== Stated exercise ==
Please rewrite the entries from the first one through the line containing "0, 451, 105]]", changing "blue roof" to "slate roof" and leaving everything else as it is.
--- BEGIN ---
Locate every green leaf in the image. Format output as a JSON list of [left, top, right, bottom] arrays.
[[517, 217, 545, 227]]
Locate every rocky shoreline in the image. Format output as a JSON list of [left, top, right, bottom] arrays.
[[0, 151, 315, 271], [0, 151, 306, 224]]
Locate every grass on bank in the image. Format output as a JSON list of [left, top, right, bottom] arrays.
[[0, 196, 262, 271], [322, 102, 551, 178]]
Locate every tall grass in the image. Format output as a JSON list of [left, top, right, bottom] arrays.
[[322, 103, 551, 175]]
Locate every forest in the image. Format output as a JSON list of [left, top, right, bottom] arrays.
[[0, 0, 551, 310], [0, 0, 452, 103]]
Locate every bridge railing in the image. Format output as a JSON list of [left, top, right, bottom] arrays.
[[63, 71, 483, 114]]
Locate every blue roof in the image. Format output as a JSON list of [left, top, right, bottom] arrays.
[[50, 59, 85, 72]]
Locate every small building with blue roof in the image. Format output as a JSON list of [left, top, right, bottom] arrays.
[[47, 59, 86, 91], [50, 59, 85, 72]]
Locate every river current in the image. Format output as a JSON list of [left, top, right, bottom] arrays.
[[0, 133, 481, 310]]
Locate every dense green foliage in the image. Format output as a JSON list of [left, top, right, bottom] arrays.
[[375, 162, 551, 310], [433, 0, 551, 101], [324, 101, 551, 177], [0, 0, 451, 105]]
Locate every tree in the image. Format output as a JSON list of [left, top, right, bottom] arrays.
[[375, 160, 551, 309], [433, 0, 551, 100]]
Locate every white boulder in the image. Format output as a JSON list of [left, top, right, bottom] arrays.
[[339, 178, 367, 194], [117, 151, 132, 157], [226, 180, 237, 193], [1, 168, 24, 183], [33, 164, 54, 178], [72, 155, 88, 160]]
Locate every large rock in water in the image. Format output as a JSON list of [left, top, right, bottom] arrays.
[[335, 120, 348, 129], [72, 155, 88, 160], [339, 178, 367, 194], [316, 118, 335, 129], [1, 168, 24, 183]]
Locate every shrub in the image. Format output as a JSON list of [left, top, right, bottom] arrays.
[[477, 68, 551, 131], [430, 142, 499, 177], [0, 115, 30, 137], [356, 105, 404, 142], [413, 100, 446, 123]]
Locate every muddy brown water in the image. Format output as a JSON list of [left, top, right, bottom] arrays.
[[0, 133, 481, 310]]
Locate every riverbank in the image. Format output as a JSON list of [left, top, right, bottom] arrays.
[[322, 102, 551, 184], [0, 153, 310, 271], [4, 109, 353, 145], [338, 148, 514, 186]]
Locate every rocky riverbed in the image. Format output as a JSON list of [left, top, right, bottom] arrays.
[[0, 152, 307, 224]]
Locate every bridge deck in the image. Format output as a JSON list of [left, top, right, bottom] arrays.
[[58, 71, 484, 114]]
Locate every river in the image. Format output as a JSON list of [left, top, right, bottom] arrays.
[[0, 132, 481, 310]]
--- END ---
== Correct answer ==
Locate every green leaf in the image. Format output as a JSON list of [left, top, right, bottom] arrays.
[[517, 217, 545, 227]]
Locate every rocky shoreline in the image. Format output as a JSON list of [left, top, right, bottom] arrays.
[[0, 151, 315, 271], [0, 151, 306, 224]]
Locate every grass on bank in the image. Format output as a JSON list of [left, top, right, bottom] arrays.
[[0, 196, 262, 271], [322, 102, 551, 178]]
Locate every tall grass in the image. Format output as a JSON list of [left, top, right, bottom] arrays.
[[322, 103, 551, 175]]
Locate every forest in the image. Format output as a JSON list of [left, top, right, bottom] arrays.
[[0, 0, 551, 310], [0, 0, 452, 103]]
Locate every bridge railing in the image. Format output as a JSON list of [left, top, right, bottom] arrays.
[[63, 71, 483, 114]]
Locate every slate roof in the image. Format output as a JSON list of [left, top, right, bottom] arrays.
[[50, 59, 85, 72]]
Locate every small building with slate roof in the image. Format output as a JSON list of [left, top, right, bottom] arrays.
[[47, 59, 86, 91], [50, 59, 85, 72]]
Locate every river current in the image. Format output as a JSON list of [left, top, right, bottom] arrays.
[[0, 133, 481, 310]]
Locate every dense green foliage in the image. Format output as a JSON list of [left, top, right, bottom] arrays.
[[375, 162, 551, 310], [433, 0, 551, 101], [324, 101, 551, 177], [0, 0, 451, 105]]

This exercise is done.